[Try it]: Find the line with "Point to the girl's ear". Repeat it and each line after it, exactly, down to the end of the records below.

[Data for processing]:
__________________________________________________

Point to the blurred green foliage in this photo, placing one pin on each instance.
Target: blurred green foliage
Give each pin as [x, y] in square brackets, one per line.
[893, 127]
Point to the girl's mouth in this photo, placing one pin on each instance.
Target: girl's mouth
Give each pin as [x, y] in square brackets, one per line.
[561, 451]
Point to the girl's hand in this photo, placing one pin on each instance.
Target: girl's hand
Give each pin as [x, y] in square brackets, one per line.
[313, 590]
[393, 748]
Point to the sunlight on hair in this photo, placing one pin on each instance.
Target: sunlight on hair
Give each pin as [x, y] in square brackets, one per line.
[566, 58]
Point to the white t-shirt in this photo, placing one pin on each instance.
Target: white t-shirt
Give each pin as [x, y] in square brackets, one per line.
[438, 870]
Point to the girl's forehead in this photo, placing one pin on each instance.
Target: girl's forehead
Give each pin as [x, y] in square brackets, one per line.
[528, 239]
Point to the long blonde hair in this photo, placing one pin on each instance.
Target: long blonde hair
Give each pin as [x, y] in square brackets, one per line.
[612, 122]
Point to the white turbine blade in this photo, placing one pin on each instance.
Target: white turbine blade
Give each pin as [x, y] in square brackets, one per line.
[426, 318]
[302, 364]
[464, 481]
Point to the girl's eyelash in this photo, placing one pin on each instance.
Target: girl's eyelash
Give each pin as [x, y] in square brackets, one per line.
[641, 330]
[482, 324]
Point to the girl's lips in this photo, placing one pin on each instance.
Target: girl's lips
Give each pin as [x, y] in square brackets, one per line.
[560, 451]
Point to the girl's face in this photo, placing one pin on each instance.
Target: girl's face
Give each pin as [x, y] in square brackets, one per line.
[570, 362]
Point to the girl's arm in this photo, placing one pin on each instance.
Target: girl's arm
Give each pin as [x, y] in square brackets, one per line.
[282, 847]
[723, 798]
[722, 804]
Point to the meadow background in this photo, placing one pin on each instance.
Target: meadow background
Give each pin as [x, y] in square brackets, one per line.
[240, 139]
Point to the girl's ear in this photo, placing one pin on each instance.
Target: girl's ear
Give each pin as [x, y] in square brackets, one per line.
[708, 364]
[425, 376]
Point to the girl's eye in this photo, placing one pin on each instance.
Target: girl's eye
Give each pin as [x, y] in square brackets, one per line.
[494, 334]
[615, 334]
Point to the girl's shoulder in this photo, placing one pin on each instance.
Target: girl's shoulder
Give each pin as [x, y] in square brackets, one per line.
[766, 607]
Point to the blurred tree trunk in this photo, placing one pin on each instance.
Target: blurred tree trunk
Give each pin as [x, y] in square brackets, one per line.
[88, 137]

__________________________________________________

[Written response]:
Point to the girl's ear in this photo, placing one pin on each instance.
Target: girl's ear
Give each pin as [x, y] in square brackets, one per line.
[708, 364]
[425, 376]
Point to the girl's eye in this photo, placing one pin on each instance.
Target: girl's eye
Give each pin as [x, y] in square brackets, one per line.
[494, 334]
[615, 334]
Point to the girl's shoulder in this photo, placing one pin on each instance.
Target: girl's shoulder
Give each pin as [x, y] in square brackets, one per line.
[766, 607]
Point to the blurred tree trunk in this photo, placing one pin on each instance.
Target: blurred tree trunk
Give each pin as [x, y] in square brackets, one per line.
[88, 137]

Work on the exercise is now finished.